**Passage cité**:
Je dis entre Aire et Dunkerque, car cette partie serait commune à la ligne nouvelle sur Dunkerque qui résulterait de l’établissement du canal de l’Espierre ; et cette partie est précisément la plus mauvaise ; on nous dit que c’est pour aller à Dunkerque qu’on demande le canal de l’Espierre ; que l’on irait par Lille, la haute Deule et la Bassée, ou bien par la basse Deule et la Lys en remonte ; mais remarquez que dès à présent on peut aller à Dunkerque par Douai en se servant de la haute Deule et de la Bassée ; on ne le fait. La navigation sur Dunkerque par la Lys en remonte serait la plus laborieuse qu’on pût imaginer, c’est ajouter aux difficultés qui existent entre Aire et Dunkerque des difficultés nouvelles non moins grandes. La navigation du canal de l’Espierre sur Dunkerque offrirait, d’ailleurs, en partant de Mons par la Bassée, une longueur de 49 lieues, par la Lys en remonte de 48 ; c’est-à-dire une distance plus grande que celle qu’offre, dès à présent, la même navigation par l’Escaut en remonte et la Sensée (43 lieues), ou l’Escaut en descente en la Scarpe en remonte (44 lieues).

Forcés de reculer devant tous ces faits, l’on dit : Mais on perfectionnera les canaux d’Aire à Dunkerque, où l’on fera un nouveau canal de Hazebrouck à Bergues par Cassel : le tracé de ce dernier canal figure déjà sur les cartes du département du Nord. Si tout cela n’était impossible, ce serait encore invraisemblable : car, pour qui creuserait-on à grandes frais un canal entre Hazebrouck et Bergues ? pour qui améliorerait-on à ce point les canaux d’Aire à Dunkerque ? Pour les charbons d’Anzin et de Mons. Mais la consommation en est réduite sur le littoral à 36,000 tonneaux, et l’on ne fait pas des ouvrages aussi considérables pour conquérir une navigation charbonnière de 36,000 tonneaux.

Je suis donc convaincu que l’on n’ira pas par le canal de l’Espierre à Dunkerque ; néanmoins, nous avons cru devoir stipuler dans l’acte de concession, sanctionné en ce point par la convention du 27 août, une garantie contre cette éventualité : véritable sacrifice fait à de préjugés.

Un deuxième intérêt réel, actuel, que l’on nous accuse de sacrifier en Belgique, c’est la navigation de la Lys en remonte par Gand vers Lille et Roubaix.

« Vous envoyez le charbon à Lille et à Roubaix par le canal de l’Espierre ; donc il n’y ira plus par l’Escaut en descente jusqu’à Gand et la Lys en remonte. »

La réponse à cette objection est aussi simple que péremptoire.

Nous ne détruisons pas la navigation de la Lys en remonte vers Lille et Roubaix, car on ne détruit que ce qui existe ; or, il n’existe pas de navigation charbonnière en remonte de la Lys pour Roubaix et Lille ; on n’envoie régulièrement pas de charbon à ce marché par cette voie.

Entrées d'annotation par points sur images
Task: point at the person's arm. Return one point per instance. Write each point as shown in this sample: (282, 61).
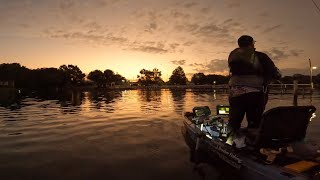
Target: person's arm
(270, 71)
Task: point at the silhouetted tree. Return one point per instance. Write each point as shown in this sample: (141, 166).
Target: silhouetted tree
(198, 78)
(72, 74)
(302, 79)
(109, 76)
(47, 78)
(287, 80)
(178, 77)
(148, 77)
(98, 77)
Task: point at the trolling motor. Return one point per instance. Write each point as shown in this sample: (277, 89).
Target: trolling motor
(213, 125)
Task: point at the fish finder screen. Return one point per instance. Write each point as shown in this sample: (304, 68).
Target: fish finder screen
(223, 110)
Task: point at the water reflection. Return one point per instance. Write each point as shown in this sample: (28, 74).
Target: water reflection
(150, 100)
(178, 97)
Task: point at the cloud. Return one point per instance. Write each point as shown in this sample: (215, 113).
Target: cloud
(233, 4)
(215, 66)
(272, 28)
(191, 4)
(153, 47)
(151, 27)
(149, 49)
(179, 62)
(292, 71)
(278, 54)
(103, 39)
(66, 4)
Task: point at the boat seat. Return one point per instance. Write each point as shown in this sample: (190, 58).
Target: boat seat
(280, 126)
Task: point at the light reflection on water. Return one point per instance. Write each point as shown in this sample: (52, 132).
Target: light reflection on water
(82, 135)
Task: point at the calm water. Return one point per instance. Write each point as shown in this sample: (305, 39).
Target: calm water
(108, 135)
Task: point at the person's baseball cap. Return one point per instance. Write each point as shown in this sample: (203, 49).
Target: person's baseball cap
(245, 41)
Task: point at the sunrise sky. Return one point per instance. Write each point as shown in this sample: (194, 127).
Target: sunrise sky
(128, 35)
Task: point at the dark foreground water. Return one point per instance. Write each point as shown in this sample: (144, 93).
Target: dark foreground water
(110, 135)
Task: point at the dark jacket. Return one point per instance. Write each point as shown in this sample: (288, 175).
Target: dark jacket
(251, 68)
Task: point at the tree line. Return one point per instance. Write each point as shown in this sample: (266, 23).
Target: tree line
(71, 75)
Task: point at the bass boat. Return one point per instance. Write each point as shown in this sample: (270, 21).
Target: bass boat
(275, 150)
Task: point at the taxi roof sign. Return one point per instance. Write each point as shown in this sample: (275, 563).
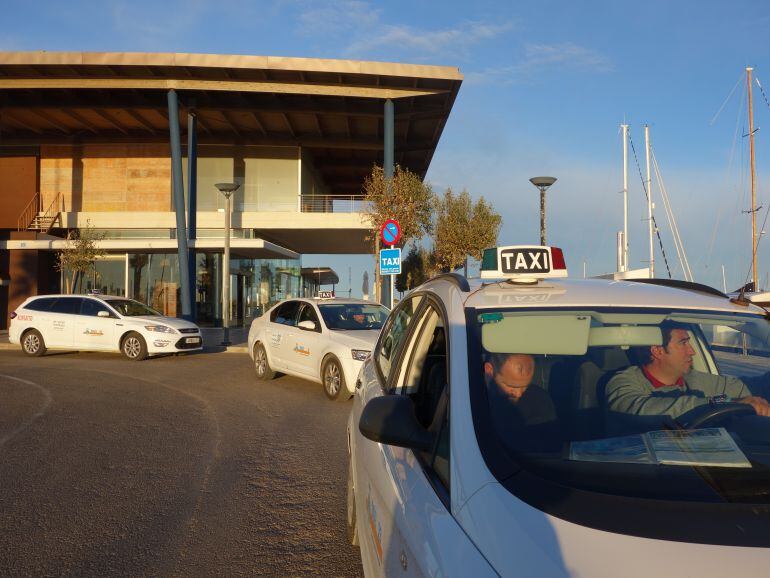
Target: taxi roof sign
(523, 263)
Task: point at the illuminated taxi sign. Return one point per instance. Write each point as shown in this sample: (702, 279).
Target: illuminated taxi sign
(523, 263)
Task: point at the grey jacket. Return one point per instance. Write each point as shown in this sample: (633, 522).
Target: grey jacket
(631, 392)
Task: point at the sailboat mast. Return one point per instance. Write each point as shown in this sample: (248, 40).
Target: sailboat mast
(624, 258)
(649, 201)
(753, 183)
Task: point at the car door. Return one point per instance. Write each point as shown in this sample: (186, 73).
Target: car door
(305, 354)
(60, 322)
(381, 484)
(277, 333)
(93, 332)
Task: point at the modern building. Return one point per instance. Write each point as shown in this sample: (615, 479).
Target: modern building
(129, 146)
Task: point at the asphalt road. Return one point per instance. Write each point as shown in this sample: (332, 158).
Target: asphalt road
(177, 466)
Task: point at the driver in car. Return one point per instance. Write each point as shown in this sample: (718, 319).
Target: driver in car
(665, 384)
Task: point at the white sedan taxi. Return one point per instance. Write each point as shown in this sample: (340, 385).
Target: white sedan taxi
(323, 340)
(99, 323)
(522, 424)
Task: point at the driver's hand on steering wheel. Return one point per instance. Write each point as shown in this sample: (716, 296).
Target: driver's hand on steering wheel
(759, 404)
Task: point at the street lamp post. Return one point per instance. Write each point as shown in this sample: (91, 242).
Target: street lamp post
(542, 183)
(227, 189)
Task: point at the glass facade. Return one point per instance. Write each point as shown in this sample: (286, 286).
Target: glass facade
(153, 279)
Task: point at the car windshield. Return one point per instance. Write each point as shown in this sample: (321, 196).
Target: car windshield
(353, 316)
(627, 402)
(131, 308)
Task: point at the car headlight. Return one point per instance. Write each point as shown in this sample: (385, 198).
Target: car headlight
(160, 328)
(360, 354)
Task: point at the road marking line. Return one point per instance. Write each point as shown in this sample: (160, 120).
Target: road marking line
(24, 425)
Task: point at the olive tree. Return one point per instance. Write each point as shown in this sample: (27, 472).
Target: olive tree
(463, 229)
(406, 198)
(79, 253)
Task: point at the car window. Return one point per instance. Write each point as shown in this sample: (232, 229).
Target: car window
(70, 305)
(131, 308)
(353, 316)
(308, 314)
(394, 333)
(42, 304)
(423, 377)
(92, 307)
(286, 314)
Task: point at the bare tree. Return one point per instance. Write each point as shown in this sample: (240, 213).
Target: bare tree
(408, 199)
(463, 229)
(79, 254)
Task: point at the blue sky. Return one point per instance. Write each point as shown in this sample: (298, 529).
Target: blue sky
(547, 84)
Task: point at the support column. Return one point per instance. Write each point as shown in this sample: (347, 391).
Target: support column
(192, 203)
(178, 194)
(388, 169)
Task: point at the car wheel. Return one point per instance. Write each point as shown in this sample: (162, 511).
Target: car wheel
(352, 523)
(32, 343)
(334, 380)
(261, 364)
(134, 347)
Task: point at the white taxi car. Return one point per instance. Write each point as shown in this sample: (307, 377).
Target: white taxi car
(444, 482)
(99, 323)
(323, 340)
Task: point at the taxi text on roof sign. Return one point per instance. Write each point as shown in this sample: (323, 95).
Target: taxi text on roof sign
(523, 263)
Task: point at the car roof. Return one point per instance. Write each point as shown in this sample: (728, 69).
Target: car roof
(596, 293)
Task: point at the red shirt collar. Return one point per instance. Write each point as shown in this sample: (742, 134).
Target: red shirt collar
(656, 383)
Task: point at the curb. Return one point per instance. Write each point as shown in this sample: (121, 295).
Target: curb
(206, 349)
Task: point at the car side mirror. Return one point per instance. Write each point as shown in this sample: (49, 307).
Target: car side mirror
(391, 420)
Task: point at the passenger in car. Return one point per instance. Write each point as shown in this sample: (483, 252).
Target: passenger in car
(664, 382)
(523, 414)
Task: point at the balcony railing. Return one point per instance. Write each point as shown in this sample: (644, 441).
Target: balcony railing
(332, 204)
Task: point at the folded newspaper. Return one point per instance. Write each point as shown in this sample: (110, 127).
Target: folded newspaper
(702, 447)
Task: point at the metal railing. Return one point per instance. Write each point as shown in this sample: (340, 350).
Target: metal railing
(332, 204)
(53, 212)
(29, 213)
(33, 218)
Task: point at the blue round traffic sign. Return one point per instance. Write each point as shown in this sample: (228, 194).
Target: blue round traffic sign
(390, 232)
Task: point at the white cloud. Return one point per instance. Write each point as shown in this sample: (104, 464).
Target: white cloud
(456, 40)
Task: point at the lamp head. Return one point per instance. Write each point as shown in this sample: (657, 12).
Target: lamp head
(542, 182)
(227, 189)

**Les consignes**:
A. Répondez aux questions suivantes à partir du passage sur le canal de l'Espierre :
(i) Quelle longueur, en lieues, offrirait la navigation du canal de l'Espierre sur Dunkerque en partant de Mons par la Bassée ?
(ii) À combien de tonneaux la consommation des charbons d'Anzin et de Mons est-elle réduite sur le littoral ?
(iii) Quelle convention a sanctionné la garantie stipulée dans l'acte de concession ?
B. Reproduisez à l'identique la portion du passage sur le canal de l'Espierre qui commence à « Forcés de reculer » et se termine à « de 36,000 tonneaux. ».
C. Poursuivez le passage sur le canal de l'Espierre au-delà de sa dernière phrase.

**Réponses de l'exercice**:
A.
(i) 49 lieues.
(ii) 36,000 tonneaux.
(iii) La convention du 27 août.

B.
Forcés de reculer devant tous ces faits, l’on dit : Mais on perfectionnera les canaux d’Aire à Dunkerque, où l’on fera un nouveau canal de Hazebrouck à Bergues par Cassel : le tracé de ce dernier canal figure déjà sur les cartes du département du Nord. Si tout cela n’était impossible, ce serait encore invraisemblable : car, pour qui creuserait-on à grandes frais un canal entre Hazebrouck et Bergues ? pour qui améliorerait-on à ce point les canaux d’Aire à Dunkerque ? Pour les charbons d’Anzin et de Mons. Mais la consommation en est réduite sur le littoral à 36,000 tonneaux, et l’on ne fait pas des ouvrages aussi considérables pour conquérir une navigation charbonnière de 36,000 tonneaux.

C.
Cette réponse a tellement étonné tous ceux à qui je l’ai faite (et je l’ai faite entre autres les 1er décembre à Ostende, à plusieurs personnes), que j’ai fini par en douter moi-même ; j’ai fait faire, le 3 de ce mois, le relevé du passage à l’écluse de Commines, pour 1839, mois par mois et par lieux d’arrivée et de destination, et j’ai été amené à constater un nouveau fait, qui n’est qu’un nouvel argument en faveur du canal de l’Espierre.

Il a passé pendant les 10 premiers mois de 1839, à l’écluse de Commines, 58 bateaux chargés de houille belge, présentant un chargement total de 7,166 tonneaux.

De ces 58 bateaux 28 seulement étaient venus par l’Escaut en descente et la Lys en remonte.

27 étaient destinés pour Warneton et Pont-Rouge, c’est-à-dire pour la consommation belge.

Un seul n’était pas destiné pour la consommation belge ; il s’est rendu à croix près de Lille. Quant aux 30 autres bateaux chargés de houille belge , ils sont venus par Lille et les canaux français ; ils se rendaient à Bousbeeque, village français, sur la Lys, vis-à-vis de Menin.

Ainsi, Bousbecque, village français, sur la Lys, en face de Menin, reçoit le charbon belge non par Gand et par la Lys en remonte, mais par les canaux français ; 1 seul bateau, pour des motifs particuliers, s’est rendu en France par cette voie.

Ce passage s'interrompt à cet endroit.